=== Material for this exercise ===

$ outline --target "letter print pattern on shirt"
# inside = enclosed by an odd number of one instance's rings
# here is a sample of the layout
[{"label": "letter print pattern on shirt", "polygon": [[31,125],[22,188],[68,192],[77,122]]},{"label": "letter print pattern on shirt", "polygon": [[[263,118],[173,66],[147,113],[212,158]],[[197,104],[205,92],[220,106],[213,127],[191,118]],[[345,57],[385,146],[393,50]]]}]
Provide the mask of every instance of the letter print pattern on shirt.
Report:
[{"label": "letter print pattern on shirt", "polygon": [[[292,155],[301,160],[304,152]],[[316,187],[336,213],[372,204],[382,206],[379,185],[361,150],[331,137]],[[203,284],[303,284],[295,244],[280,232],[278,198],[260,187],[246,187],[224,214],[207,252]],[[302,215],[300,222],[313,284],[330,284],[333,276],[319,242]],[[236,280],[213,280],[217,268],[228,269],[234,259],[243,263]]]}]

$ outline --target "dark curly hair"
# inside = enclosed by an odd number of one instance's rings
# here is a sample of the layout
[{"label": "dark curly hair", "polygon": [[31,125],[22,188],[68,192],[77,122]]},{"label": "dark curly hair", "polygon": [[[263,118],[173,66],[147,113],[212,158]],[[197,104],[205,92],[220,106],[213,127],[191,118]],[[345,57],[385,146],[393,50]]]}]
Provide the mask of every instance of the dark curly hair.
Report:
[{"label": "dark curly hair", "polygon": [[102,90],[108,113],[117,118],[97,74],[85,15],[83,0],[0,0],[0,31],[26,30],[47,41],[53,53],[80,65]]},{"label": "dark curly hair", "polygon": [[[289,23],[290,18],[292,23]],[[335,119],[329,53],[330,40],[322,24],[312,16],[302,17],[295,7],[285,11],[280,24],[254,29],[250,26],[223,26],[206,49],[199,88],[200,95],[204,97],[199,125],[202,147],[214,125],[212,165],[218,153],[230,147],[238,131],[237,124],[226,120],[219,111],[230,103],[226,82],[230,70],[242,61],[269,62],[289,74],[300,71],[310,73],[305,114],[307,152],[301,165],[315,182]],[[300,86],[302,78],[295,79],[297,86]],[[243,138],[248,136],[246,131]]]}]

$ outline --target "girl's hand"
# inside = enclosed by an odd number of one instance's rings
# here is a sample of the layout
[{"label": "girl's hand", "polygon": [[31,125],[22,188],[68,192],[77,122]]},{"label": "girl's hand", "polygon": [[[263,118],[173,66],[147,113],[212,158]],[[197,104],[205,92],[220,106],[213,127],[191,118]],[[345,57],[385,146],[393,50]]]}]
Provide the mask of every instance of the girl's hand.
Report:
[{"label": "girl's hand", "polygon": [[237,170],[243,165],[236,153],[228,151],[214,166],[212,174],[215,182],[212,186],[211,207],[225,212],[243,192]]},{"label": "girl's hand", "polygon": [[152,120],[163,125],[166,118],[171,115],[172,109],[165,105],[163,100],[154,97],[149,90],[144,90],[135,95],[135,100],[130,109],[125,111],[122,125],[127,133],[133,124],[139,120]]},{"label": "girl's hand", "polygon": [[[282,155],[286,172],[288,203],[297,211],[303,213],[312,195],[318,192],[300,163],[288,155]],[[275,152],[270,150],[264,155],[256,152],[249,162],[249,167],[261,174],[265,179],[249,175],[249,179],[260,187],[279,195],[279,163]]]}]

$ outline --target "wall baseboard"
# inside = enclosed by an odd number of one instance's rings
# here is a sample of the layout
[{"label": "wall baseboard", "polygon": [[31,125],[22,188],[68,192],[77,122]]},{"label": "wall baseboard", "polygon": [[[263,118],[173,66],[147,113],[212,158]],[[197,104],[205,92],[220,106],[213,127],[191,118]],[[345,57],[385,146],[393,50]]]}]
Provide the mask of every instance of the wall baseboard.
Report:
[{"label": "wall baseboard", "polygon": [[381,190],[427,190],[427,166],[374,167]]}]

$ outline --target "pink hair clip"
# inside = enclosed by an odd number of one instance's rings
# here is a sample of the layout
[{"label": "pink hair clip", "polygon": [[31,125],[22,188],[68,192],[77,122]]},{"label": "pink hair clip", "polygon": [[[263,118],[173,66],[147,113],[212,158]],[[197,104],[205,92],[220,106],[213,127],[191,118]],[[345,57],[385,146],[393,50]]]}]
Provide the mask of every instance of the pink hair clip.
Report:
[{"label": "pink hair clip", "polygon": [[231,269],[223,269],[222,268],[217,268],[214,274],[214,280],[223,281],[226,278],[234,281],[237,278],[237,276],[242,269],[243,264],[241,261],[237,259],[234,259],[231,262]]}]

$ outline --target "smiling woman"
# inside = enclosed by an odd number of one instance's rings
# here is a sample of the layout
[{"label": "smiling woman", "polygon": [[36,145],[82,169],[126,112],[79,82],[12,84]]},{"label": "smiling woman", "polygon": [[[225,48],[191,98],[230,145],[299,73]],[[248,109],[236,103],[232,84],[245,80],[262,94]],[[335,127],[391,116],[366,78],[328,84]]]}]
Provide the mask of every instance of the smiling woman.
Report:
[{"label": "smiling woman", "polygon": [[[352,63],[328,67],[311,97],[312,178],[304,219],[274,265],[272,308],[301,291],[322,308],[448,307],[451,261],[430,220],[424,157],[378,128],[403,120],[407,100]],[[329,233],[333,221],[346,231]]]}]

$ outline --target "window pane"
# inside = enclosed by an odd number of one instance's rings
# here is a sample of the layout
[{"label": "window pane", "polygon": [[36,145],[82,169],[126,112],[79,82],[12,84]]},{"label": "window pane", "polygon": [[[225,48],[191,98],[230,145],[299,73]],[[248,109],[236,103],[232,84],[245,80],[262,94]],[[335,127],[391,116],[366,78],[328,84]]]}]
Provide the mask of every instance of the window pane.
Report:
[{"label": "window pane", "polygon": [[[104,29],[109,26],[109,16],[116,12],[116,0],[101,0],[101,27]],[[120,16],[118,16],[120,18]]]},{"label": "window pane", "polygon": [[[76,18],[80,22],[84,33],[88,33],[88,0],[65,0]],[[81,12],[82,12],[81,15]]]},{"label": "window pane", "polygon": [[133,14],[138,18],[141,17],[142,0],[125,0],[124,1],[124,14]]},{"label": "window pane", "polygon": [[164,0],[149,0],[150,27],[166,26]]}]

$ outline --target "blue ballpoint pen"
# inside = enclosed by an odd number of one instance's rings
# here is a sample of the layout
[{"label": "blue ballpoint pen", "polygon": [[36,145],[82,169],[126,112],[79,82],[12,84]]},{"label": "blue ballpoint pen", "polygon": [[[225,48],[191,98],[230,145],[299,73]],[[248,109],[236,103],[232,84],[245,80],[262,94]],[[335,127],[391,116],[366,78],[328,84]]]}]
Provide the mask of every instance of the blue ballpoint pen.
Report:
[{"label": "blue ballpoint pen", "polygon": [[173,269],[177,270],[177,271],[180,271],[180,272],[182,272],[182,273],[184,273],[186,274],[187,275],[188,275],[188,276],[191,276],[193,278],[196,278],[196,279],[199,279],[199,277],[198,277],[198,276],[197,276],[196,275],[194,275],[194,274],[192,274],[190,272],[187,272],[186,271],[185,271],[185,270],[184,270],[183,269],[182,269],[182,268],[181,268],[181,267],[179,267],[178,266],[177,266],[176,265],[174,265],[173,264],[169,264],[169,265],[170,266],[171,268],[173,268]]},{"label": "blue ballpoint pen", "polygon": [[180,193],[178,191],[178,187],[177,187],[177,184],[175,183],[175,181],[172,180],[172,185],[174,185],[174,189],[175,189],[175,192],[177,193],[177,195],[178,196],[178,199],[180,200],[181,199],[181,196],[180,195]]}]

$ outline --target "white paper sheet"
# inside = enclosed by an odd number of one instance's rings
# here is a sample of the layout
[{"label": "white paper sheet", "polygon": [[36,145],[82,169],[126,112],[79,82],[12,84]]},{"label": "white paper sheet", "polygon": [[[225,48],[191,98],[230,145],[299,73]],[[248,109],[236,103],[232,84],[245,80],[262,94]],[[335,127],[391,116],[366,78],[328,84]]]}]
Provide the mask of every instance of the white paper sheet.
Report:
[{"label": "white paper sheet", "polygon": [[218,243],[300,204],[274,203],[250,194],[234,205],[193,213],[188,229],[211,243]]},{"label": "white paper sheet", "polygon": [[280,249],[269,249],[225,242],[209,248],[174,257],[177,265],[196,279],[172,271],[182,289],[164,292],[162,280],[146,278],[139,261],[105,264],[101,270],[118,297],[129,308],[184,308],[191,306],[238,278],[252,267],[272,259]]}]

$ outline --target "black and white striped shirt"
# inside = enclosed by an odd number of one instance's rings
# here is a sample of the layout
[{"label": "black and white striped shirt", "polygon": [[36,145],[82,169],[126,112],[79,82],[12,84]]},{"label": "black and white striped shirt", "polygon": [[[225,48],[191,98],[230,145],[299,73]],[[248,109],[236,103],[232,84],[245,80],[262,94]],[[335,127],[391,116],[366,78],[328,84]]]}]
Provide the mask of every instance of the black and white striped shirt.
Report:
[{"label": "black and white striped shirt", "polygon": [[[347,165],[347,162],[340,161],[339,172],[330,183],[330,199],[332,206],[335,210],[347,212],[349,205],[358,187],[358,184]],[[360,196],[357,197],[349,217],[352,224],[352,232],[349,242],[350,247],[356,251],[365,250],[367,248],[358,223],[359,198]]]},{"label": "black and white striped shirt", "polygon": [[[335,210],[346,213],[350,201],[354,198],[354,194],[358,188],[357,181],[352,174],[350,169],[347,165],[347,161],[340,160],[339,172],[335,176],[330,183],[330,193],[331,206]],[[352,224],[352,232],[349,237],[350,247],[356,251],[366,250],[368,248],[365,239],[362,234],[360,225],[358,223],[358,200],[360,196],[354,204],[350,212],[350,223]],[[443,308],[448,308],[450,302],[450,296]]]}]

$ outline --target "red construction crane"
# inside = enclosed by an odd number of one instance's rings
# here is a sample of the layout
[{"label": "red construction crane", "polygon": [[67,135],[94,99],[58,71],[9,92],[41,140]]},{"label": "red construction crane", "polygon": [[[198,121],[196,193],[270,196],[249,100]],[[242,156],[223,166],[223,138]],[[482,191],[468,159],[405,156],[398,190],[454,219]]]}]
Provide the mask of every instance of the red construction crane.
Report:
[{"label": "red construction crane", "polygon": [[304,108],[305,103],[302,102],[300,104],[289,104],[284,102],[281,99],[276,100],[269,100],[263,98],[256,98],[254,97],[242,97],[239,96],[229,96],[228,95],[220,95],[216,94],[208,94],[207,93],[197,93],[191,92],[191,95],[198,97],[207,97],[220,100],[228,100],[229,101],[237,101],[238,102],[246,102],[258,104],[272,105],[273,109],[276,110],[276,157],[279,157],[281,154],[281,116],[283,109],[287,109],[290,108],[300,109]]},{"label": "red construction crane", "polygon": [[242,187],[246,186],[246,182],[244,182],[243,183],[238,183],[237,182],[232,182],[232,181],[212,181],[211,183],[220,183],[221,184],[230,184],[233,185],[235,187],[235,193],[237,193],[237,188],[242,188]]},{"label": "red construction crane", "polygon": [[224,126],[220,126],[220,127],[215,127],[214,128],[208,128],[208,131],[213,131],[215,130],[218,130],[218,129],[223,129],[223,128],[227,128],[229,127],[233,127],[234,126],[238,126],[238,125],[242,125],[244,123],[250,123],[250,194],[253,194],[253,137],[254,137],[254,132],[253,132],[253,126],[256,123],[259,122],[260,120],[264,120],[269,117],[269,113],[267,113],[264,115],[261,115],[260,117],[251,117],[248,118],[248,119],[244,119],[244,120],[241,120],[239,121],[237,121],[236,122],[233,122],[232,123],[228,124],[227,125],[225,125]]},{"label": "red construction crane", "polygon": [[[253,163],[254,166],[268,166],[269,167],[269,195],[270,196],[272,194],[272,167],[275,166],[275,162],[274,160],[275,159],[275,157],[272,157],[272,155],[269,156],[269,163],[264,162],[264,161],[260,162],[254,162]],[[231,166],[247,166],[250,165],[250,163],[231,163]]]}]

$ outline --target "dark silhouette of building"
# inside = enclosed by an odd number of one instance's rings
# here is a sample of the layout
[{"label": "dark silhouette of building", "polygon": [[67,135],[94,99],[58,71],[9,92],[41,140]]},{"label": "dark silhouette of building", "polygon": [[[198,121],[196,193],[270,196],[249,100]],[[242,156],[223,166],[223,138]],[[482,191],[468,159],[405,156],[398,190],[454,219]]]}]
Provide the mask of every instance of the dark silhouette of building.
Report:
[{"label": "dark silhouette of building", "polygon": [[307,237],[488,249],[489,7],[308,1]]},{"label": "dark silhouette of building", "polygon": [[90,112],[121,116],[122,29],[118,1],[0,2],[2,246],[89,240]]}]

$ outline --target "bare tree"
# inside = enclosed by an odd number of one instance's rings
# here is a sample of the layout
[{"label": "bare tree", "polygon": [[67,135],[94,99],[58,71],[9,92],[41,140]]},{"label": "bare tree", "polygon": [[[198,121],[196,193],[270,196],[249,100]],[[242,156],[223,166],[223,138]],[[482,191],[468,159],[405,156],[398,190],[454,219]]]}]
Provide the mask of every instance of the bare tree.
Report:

===

Problem | Count the lines in the data above that contain the string "bare". Reply with the number only.

Complete response | 3